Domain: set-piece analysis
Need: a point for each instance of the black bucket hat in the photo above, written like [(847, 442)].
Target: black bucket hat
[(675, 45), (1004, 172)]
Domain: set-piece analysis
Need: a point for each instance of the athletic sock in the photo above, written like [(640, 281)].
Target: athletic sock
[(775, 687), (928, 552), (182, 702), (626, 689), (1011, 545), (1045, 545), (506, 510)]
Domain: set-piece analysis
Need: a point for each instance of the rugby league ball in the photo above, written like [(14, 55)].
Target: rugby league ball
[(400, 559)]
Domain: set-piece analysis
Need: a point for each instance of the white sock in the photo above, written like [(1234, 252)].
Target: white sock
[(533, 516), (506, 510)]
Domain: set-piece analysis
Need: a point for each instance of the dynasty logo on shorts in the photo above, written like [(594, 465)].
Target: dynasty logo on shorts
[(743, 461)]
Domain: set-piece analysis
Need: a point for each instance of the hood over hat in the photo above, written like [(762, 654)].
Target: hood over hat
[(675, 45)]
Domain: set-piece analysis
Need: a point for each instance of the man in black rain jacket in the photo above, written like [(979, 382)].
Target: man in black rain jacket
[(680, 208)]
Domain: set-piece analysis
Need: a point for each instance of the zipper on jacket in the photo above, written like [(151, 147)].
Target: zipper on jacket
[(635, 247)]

• _EXERCISE INSTRUCTIONS_:
Lay out the records above as a two-column CSV with the headers record_text and answer, giving one row per record. Put each record's text and its answer in a single quoted field each, with line breaks replaced by spaces.

• _RESPONSE FOR THIS EXERCISE_:
record_text,answer
"Domain: set-piece analysis Need: a point for each instance of the black bucket hat in the photo above, written like [(847, 442)]. Target: black bucket hat","[(675, 45), (1004, 172)]"
"Domain: set-piece analysis Need: a point for each instance of the athletic sock in the photo above, written like [(640, 281)]. Target: athletic sock","[(775, 687), (928, 552), (182, 702), (626, 689), (1011, 545), (1045, 545), (506, 510)]"
"Domain: set-piece analysis Need: a point for each instance of the rugby league ball in the photo above, written like [(14, 55)]. Target: rugby league ball","[(400, 559)]"
"Domain: set-piece analysis Need: a point for each instance of the white sock in the photo above, written like [(1234, 252)]. Target: white sock","[(533, 516), (506, 510)]"
"Domain: set-piece analysis Need: a point for each instance of the dynasty logo on shorts in the photo above, written like [(594, 465)]. Target: dynasty logo on shorts","[(743, 461)]"
"Domain: set-piece analysis Need: a point for each instance of the hood over hat in the photo above, written like [(762, 654)]. Target: hood over hat","[(675, 45)]"
"Domain: set-piece analysis Need: a point for each instance of the man in black rain jacket in the photo above, written like [(979, 382)]. Target: man in black rain jacket","[(680, 208)]"
"Domain: set-piece analysis Need: a point for each instance of the zipper on jacket in the photo above, written like [(151, 147)]. Target: zipper on jacket","[(635, 247)]"